[Entries from a dataset]
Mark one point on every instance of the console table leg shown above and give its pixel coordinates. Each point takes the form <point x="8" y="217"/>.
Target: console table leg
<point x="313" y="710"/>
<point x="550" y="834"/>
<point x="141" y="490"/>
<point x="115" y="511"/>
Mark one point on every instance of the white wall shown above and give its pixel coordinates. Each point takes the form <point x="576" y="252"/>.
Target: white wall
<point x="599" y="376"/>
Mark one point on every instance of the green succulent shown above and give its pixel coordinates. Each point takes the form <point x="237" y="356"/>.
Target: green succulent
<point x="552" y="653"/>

...

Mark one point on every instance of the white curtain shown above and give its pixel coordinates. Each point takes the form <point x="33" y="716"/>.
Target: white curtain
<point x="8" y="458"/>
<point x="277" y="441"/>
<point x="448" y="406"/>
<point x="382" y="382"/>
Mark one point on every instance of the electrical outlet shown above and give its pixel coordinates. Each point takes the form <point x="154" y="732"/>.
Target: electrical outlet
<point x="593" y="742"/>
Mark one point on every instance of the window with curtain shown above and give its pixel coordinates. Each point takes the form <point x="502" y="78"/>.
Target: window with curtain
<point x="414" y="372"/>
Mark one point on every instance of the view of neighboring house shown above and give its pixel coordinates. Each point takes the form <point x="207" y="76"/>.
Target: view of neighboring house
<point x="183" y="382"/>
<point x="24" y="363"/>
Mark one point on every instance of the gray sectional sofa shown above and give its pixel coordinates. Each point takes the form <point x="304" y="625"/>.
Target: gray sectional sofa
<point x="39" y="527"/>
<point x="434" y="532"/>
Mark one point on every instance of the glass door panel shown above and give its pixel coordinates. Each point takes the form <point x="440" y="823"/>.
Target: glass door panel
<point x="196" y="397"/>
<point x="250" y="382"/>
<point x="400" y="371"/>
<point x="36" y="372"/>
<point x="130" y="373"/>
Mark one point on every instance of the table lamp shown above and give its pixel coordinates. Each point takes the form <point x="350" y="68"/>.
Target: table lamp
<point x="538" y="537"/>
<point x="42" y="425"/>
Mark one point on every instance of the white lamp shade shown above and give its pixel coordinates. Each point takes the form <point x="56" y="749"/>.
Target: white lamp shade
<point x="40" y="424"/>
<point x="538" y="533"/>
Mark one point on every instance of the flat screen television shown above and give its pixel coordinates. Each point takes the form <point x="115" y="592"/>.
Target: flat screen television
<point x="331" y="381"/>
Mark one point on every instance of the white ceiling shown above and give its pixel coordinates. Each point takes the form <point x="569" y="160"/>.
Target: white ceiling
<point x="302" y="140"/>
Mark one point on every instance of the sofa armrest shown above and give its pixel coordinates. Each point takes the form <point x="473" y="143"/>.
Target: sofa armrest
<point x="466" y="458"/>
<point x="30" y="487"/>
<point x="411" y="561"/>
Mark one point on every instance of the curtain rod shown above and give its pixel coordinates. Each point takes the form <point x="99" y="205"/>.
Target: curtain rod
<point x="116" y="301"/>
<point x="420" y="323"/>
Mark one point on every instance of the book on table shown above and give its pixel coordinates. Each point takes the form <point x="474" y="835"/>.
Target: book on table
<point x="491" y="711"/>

...

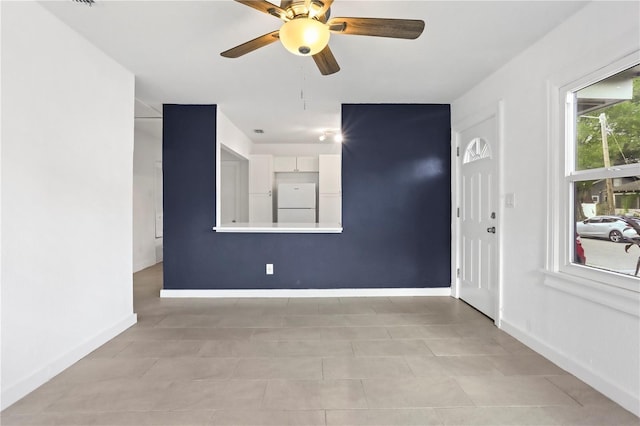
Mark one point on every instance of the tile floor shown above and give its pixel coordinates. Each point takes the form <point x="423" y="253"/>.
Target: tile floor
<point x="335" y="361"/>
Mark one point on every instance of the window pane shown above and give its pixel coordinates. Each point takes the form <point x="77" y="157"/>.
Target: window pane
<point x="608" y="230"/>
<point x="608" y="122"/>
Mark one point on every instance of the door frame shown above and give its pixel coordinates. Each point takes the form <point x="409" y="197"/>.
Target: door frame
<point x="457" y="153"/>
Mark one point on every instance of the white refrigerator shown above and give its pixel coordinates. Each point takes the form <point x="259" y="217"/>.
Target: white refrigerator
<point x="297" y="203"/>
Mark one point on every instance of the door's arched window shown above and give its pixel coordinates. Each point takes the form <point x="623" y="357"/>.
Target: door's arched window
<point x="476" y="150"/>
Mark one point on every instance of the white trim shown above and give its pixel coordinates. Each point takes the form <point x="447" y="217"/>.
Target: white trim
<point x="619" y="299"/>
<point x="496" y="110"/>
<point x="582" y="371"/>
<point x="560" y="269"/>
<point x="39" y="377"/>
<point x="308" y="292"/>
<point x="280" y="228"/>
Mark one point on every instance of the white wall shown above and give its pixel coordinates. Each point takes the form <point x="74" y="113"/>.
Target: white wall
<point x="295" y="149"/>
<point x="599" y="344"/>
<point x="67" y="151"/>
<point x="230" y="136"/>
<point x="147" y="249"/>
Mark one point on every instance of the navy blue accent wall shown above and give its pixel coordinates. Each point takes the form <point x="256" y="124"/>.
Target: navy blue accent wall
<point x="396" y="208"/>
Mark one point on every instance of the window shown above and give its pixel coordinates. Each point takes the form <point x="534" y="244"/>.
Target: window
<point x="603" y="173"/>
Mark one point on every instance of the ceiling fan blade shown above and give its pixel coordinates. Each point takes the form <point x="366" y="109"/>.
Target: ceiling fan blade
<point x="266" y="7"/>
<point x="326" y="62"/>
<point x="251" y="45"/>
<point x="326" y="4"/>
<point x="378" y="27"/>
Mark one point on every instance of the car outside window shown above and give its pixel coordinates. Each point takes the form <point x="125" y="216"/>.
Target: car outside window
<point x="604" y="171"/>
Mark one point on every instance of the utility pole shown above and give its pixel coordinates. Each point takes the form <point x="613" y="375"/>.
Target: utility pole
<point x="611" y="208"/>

> _THE PROBLEM_:
Please count the lines of the items above that contain the string "trim", treating uppercase and lowercase as different, and reply with the number only.

> _RESULT BELOW_:
2